» EXERCISE OBJECTIVE
Print the entries below word for word, reproducing every line in its original order and form.

» SUPPLIED RECORDS

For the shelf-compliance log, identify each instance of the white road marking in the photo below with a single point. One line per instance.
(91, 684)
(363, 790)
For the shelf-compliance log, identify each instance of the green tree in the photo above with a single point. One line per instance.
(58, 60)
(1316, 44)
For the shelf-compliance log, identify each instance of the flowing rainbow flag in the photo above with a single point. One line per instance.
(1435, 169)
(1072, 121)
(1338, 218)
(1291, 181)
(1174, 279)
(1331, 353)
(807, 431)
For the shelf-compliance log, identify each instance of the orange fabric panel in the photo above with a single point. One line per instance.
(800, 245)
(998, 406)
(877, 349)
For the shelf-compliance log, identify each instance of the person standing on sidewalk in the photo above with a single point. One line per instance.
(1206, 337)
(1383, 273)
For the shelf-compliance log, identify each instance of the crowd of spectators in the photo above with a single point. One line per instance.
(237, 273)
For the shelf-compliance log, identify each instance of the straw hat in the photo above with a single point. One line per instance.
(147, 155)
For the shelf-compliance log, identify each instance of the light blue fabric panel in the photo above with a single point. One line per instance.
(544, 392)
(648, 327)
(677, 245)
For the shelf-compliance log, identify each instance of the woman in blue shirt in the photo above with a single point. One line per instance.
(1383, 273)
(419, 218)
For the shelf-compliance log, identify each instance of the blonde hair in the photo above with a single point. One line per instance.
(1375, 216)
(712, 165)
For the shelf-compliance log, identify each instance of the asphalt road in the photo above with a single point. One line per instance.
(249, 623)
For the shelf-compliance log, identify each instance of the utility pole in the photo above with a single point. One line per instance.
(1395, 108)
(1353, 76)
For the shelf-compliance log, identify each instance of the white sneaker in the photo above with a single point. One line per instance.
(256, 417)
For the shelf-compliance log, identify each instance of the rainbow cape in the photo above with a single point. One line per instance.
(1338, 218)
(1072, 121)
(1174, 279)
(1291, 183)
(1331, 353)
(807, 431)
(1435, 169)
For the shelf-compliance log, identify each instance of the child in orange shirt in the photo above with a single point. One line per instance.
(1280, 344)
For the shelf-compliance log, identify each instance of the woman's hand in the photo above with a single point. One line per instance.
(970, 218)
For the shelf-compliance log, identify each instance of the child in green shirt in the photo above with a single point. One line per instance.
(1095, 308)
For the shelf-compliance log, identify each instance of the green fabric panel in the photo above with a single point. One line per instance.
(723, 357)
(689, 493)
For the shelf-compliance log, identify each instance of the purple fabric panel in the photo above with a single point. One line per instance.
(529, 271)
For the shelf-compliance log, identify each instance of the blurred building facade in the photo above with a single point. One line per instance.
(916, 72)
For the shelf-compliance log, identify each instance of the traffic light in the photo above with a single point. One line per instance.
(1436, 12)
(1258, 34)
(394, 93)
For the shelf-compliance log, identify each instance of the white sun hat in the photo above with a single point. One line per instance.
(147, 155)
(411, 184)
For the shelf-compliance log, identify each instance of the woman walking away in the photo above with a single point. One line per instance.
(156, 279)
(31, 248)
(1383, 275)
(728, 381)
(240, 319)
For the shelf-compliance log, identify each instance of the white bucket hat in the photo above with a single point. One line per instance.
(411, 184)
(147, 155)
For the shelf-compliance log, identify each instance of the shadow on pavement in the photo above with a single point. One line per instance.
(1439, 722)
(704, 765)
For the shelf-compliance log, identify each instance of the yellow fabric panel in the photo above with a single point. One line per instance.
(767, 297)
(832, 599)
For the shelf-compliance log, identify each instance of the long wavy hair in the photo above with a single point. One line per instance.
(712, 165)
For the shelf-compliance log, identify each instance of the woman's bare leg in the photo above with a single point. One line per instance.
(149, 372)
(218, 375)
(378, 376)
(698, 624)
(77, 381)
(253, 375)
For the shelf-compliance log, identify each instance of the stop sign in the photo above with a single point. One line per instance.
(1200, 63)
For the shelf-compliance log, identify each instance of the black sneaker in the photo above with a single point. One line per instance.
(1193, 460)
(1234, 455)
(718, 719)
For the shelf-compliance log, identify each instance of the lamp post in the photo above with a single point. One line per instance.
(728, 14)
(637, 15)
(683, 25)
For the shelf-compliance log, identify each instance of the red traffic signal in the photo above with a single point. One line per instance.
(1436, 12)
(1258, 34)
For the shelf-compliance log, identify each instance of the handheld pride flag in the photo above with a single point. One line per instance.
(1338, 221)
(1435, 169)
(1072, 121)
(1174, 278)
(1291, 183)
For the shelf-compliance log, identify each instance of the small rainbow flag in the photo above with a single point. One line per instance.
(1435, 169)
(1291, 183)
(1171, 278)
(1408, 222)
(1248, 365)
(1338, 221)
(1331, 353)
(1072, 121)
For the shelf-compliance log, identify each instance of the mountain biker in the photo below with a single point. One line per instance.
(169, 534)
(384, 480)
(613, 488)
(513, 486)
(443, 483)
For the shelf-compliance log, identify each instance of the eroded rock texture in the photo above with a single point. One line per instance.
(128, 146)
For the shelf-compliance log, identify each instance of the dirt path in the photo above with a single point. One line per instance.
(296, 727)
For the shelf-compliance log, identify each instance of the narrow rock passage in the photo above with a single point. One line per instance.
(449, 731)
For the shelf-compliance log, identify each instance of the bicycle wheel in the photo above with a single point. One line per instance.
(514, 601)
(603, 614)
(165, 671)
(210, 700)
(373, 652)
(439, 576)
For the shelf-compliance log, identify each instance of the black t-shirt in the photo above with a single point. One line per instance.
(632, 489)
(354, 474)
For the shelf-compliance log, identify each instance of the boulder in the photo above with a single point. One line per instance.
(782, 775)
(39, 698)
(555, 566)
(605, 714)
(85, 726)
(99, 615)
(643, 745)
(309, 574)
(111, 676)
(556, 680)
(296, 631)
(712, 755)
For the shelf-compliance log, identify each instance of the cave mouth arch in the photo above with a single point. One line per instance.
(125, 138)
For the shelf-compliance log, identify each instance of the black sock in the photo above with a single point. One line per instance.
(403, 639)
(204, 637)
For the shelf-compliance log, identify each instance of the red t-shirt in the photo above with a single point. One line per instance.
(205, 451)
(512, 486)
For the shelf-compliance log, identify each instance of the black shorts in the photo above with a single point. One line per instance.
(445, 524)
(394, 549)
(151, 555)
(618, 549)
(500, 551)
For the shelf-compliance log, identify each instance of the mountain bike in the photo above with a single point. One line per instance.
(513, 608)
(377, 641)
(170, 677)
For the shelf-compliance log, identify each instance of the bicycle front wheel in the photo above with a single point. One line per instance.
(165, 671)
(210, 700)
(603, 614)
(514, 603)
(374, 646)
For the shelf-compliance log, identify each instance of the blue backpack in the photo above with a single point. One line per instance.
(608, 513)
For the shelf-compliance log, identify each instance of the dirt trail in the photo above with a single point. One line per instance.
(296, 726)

» SOLVED PROBLEM
For the shelf-compliance log, identify each instance of the white road marking in the photo below with a single point. One line per instance.
(91, 684)
(363, 790)
For the shelf-compliance log, identify each instance of the green tree in the photo above with a single point. One line per instance.
(58, 60)
(1316, 44)
For the shelf-compliance log, identify each instance of the flowing rainbow flag in the photo above with a single point. One line per instance.
(1435, 169)
(1072, 121)
(1338, 218)
(1291, 181)
(1174, 279)
(1331, 353)
(807, 431)
For the shelf-compliance log, identify each instance of the orange fabric panel in the photo above with a single point. One line per instance.
(800, 245)
(998, 406)
(877, 349)
For the shelf-compliance log, identify each instance of the person standing on sidewalk in the photo above with a single point. One line per instance.
(1206, 337)
(1383, 273)
For the shelf-compliance log, identify each instance of the crowd of spectators in the photo above with a single point. One line per instance.
(237, 273)
For the shelf-compliance log, identify each instance of the straw hat in the photo above with a single point. One line per instance.
(147, 155)
For the shelf-compliance log, identify each instance of the light blue fabric panel in the photo above with a single point. One line per instance.
(544, 392)
(648, 327)
(677, 245)
For the shelf-compliance log, identify each instance of the woman in blue shirt in the photo above with a single point. One line per instance.
(1383, 273)
(419, 218)
For the shelf-compliance log, identify each instance of the blonde hair in the photo above with a single point. One line per instance.
(1375, 216)
(712, 165)
For the shelf-compliance log, identify each instance of the asphalt road in the photo above with a single point. One line per instance.
(249, 623)
For the shelf-compliance log, identify each instance of the utility pole in the photo above with a single point. One line per instance.
(1395, 108)
(1353, 76)
For the shelf-compliance log, identify each instance of the white sneaker in the photo above with a single point. One line per instance.
(256, 417)
For the shelf-compliance log, identify each instance of the rainbow cape in the photo above with a single point. One line per instance.
(1338, 218)
(1072, 121)
(1174, 279)
(1291, 183)
(1331, 353)
(807, 431)
(1435, 169)
For the shelf-compliance log, identify each instance of the child in orange shirt in the photo above with a single point. One line per instance.
(1280, 344)
For the shelf-compliance log, identify each instance of the woman's hand in the photo above with a single point. One line per instance.
(970, 218)
For the shelf-compliance log, identify each instance of the child in green shirt in the photo above with a single point. One line per instance.
(1095, 308)
For the shelf-compliance log, identify each instance of the green fabric panel in the photo above with a single point. One line per instance.
(723, 357)
(689, 493)
For the shelf-compliance log, identify each instance of the purple fabric panel in the photo above with a single point. One line per instance.
(529, 271)
For the shelf-compliance log, identify each instance of the blurred building facade in the photo above with a single point. One line per instance.
(916, 72)
For the shelf-compliance log, identify each instance of the traffic light in the photo above with a single point. One line per instance.
(1436, 12)
(1258, 34)
(394, 93)
For the shelf-compliance log, identify each instance of the white sun hat in the photo above with a single point. One line per instance.
(147, 155)
(411, 184)
For the shelf-compliance log, identify each instance of the woman walking away in the photo above with a single point. One line per instance.
(156, 279)
(31, 248)
(1383, 275)
(728, 381)
(240, 319)
For the shelf-compliance log, identify each instance of the white bucket hat in the photo above with a single point. One line per instance.
(411, 184)
(147, 155)
For the shelf-compliance log, identify each instance of the shadow on pavement in the photo above with a single point. One line per instance.
(1439, 722)
(704, 765)
For the shelf-compliance log, identify each instance of the yellow fabric panel in the photo above with a single point. One line per instance.
(767, 297)
(832, 599)
For the shelf-compliance log, identify each instance of the long wavy hair in the photo above with a single point. One line per instance.
(712, 165)
For the shelf-compliance log, identify each instance of the woman's bare leg in the photo above with a single point. One line per instance.
(149, 372)
(218, 375)
(378, 376)
(698, 624)
(77, 381)
(253, 375)
For the shelf-compliance log, identify each instance of the stop sign in the photo above with a single point. One line per instance.
(1200, 63)
For the shelf-compliance log, identify each instance of the black sneaker in the photo above with a single point. One line per instance.
(1193, 460)
(1234, 455)
(718, 719)
For the shelf-compliance log, identify each instance of the lamp post in the photo above with a single point. One line per instance.
(728, 14)
(637, 15)
(683, 25)
For the shelf-compliance log, identify each instance of the red traffic signal in the photo above with a single point. One line per instance.
(1436, 12)
(1258, 34)
For the shelf-compliance log, identify each instance of the handheld pride flag in the photo above with a single point. One line per instance.
(1338, 221)
(1435, 169)
(1072, 121)
(1174, 278)
(1291, 183)
For the shelf-compliance log, identify each instance of the small rainbow flag in the photo above with a single point. One line per instance.
(1435, 169)
(1291, 183)
(1171, 278)
(1408, 222)
(1248, 365)
(1338, 221)
(1331, 353)
(1072, 121)
For the shelf-compliance log, identify each instance of the mountain biker in the photo below with a single point. One line per instance.
(169, 534)
(384, 480)
(613, 488)
(513, 486)
(443, 483)
For the shelf-compliance log, identify each instance of the eroded rock texture in the photo above with a single point. One line per instance.
(128, 146)
For the shelf-compliance log, identify each instance of the dirt path in the photo above with a single point. One line per instance.
(296, 727)
For the shelf-compliance log, identify each instance of the narrow rock passage in the photo above with a single point. One line per instance.
(449, 731)
For the shelf-compliance log, identify each instance of the bicycle wheel in the photo above with a single point. One line per instance.
(514, 601)
(603, 614)
(165, 671)
(210, 700)
(373, 652)
(439, 576)
For the shelf-compliance log, identify each instance of the black t-shirt in the photo above with a single point. One line per instance.
(632, 489)
(354, 474)
For the shelf-compliance log, identify each instance of the boulder in the photo above with a single point. One line per instance.
(782, 775)
(39, 698)
(555, 566)
(605, 714)
(85, 726)
(99, 615)
(643, 745)
(309, 574)
(111, 676)
(556, 680)
(296, 631)
(712, 755)
For the shelf-compliance log, identify each instance of the cave mouth arch in the photo above with a single point. One line per instance.
(125, 138)
For the shelf-compliance log, identify each instance of the black sock in the photo above with a single point. One line per instance.
(403, 639)
(204, 637)
For the shelf-compliance log, identify each instance of the red t-shirt in the photo above with a single point. One line per instance.
(205, 451)
(512, 486)
For the shelf-compliance log, identify each instance of the black shorts in the photo above with a single point. One line per instance.
(445, 524)
(394, 549)
(151, 555)
(618, 549)
(500, 551)
For the shelf-compliance log, identify each instance of the mountain bike in the photo above with a single point. One line per instance.
(513, 608)
(377, 641)
(170, 677)
For the shelf-compliance log, identify each instance of the bicycle front wheel in the photo above with a single point. One line per instance.
(165, 671)
(210, 700)
(603, 614)
(514, 603)
(374, 646)
For the shelf-compliance log, identify each instance of the blue backpack in the photo above with a single point. One line per instance.
(608, 513)
For the shelf-compliance log, identify each instance of the dirt trail in the photo above with a single point. One line per instance.
(296, 726)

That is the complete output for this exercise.